Rewrite the records starting at the line that contains "Give the segmentation of every instance of the church" and ending at the end of the records, with "church building" changed to "chapel" and everything else left as it is.

Records:
---------------

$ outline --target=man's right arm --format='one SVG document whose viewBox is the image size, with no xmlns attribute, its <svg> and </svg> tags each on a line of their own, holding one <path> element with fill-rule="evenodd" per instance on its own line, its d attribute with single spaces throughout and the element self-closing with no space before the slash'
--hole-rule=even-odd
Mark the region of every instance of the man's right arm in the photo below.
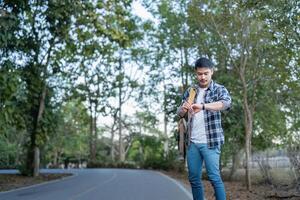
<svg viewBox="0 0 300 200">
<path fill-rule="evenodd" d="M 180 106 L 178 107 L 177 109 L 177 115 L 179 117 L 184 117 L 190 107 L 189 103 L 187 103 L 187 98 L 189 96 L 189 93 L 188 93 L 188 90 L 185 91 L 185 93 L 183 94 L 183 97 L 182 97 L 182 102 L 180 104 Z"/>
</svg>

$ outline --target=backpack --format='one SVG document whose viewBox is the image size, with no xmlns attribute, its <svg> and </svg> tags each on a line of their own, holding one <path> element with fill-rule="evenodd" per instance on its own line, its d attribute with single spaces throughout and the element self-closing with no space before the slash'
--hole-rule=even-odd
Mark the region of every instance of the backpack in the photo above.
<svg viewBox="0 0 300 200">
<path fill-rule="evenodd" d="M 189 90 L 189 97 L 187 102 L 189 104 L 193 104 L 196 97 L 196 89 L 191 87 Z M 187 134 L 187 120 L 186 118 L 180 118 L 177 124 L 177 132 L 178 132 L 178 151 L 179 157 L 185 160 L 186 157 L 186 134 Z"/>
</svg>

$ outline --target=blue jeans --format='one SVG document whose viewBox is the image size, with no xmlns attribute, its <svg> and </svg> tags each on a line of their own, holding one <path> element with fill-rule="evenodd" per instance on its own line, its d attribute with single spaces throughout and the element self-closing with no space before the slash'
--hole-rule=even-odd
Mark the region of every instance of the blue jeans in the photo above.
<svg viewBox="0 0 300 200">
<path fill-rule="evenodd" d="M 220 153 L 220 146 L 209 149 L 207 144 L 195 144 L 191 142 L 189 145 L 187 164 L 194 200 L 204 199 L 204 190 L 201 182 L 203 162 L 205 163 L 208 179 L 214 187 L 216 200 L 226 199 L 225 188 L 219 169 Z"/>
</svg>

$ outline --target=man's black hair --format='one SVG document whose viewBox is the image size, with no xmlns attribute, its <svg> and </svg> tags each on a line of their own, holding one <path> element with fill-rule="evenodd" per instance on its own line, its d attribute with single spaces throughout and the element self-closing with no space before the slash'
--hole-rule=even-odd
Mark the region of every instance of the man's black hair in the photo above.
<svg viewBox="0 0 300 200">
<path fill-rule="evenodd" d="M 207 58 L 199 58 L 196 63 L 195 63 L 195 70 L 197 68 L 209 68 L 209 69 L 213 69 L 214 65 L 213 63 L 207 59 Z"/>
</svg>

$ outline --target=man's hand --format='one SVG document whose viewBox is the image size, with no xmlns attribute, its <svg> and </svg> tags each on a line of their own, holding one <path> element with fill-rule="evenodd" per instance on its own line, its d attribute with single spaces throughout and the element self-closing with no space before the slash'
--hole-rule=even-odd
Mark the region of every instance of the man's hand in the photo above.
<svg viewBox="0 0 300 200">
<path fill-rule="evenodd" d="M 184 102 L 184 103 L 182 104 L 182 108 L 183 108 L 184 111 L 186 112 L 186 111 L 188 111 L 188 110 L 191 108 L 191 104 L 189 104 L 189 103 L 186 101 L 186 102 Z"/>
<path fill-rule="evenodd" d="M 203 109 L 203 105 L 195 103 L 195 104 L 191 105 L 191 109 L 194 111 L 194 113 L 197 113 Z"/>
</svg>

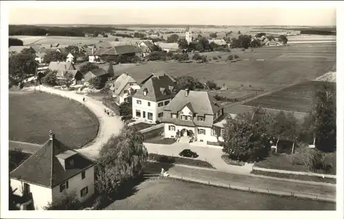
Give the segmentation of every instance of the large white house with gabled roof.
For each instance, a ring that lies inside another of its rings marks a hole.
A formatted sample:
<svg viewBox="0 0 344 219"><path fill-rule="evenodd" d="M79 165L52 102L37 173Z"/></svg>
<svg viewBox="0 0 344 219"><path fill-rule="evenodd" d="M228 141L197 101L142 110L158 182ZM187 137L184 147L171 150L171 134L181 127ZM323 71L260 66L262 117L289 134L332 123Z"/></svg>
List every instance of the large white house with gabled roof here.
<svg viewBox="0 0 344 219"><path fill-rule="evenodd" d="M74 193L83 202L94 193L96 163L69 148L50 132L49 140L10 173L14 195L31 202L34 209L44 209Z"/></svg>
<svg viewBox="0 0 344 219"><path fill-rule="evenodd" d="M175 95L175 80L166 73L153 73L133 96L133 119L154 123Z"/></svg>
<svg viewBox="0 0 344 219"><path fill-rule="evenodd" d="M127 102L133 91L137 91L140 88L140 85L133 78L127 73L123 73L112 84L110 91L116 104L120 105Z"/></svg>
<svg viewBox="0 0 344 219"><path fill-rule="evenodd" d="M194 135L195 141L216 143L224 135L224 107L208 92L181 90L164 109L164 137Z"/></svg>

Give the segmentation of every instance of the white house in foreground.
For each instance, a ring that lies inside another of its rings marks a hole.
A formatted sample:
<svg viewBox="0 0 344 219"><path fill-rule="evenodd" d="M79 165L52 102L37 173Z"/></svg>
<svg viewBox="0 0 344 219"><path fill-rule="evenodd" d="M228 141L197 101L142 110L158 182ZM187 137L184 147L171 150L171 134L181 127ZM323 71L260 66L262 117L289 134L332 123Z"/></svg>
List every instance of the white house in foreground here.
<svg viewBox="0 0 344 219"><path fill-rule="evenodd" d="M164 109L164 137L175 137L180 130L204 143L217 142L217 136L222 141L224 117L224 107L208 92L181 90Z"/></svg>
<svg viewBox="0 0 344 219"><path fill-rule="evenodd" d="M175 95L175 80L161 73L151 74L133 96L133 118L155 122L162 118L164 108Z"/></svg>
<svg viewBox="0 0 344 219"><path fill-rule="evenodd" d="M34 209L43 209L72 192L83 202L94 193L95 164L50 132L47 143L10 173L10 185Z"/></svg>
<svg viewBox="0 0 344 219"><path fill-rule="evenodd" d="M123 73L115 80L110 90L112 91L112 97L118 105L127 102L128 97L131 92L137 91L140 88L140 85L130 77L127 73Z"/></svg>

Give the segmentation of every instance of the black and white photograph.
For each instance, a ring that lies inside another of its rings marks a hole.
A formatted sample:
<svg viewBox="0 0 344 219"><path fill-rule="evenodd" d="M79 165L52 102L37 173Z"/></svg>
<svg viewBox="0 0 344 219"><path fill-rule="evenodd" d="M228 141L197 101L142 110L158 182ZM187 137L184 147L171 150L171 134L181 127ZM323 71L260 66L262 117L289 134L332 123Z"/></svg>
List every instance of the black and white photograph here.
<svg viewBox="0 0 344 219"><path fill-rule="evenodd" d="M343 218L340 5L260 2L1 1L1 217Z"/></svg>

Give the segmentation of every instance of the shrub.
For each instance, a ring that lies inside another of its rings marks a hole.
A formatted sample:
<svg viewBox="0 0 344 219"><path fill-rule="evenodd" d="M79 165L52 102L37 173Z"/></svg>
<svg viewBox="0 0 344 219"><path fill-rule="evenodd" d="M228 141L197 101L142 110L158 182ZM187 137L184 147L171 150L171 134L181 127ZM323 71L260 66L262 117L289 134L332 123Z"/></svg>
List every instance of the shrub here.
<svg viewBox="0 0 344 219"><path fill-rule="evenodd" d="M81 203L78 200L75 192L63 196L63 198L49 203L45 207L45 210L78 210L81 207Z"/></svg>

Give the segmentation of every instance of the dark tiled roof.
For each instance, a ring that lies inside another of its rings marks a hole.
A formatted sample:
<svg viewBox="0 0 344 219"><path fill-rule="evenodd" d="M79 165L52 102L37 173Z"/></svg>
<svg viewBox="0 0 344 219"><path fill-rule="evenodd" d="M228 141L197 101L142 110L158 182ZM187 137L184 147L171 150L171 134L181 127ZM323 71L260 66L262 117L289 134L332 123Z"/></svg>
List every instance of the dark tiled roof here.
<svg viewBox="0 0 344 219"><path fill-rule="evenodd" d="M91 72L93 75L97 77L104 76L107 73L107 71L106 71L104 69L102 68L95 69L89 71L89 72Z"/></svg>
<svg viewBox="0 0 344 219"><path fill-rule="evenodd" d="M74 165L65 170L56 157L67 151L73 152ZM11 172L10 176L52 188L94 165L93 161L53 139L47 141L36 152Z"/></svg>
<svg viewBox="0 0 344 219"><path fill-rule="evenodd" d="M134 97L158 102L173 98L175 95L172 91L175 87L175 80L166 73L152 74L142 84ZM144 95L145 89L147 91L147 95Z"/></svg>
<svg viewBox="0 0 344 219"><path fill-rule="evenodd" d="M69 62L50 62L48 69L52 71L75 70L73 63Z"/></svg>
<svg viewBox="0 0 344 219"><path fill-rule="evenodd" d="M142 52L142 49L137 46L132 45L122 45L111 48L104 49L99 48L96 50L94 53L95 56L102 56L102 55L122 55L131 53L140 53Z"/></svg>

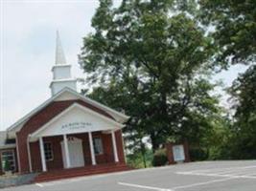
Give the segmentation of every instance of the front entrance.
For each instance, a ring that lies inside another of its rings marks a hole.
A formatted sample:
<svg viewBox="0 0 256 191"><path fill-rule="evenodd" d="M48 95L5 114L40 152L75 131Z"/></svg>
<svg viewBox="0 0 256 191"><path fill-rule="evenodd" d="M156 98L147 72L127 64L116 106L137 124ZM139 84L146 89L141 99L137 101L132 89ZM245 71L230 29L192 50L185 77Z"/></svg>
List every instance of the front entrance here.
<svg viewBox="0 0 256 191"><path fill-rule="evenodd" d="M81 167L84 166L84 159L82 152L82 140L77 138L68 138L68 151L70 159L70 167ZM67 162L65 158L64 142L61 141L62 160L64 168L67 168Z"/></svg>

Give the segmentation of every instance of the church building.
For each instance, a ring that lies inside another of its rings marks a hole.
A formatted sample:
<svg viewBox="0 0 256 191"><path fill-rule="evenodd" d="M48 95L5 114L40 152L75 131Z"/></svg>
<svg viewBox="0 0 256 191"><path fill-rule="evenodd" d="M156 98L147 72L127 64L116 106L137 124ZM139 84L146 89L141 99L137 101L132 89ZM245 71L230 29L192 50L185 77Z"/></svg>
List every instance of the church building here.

---------------

* _In response_
Give the segmentation of every instance of the chapel.
For each instance, a ring that lies inside another of its rings marks a hole.
A formatted sample:
<svg viewBox="0 0 256 191"><path fill-rule="evenodd" d="M48 95L5 114L40 152L75 131Z"/></svg>
<svg viewBox="0 0 256 191"><path fill-rule="evenodd" d="M156 98L147 72L127 64L116 106L137 124ZM139 84L146 89L141 99L137 101L132 89ZM245 71L230 29L192 50L185 77Z"/></svg>
List every instance of the chapel here.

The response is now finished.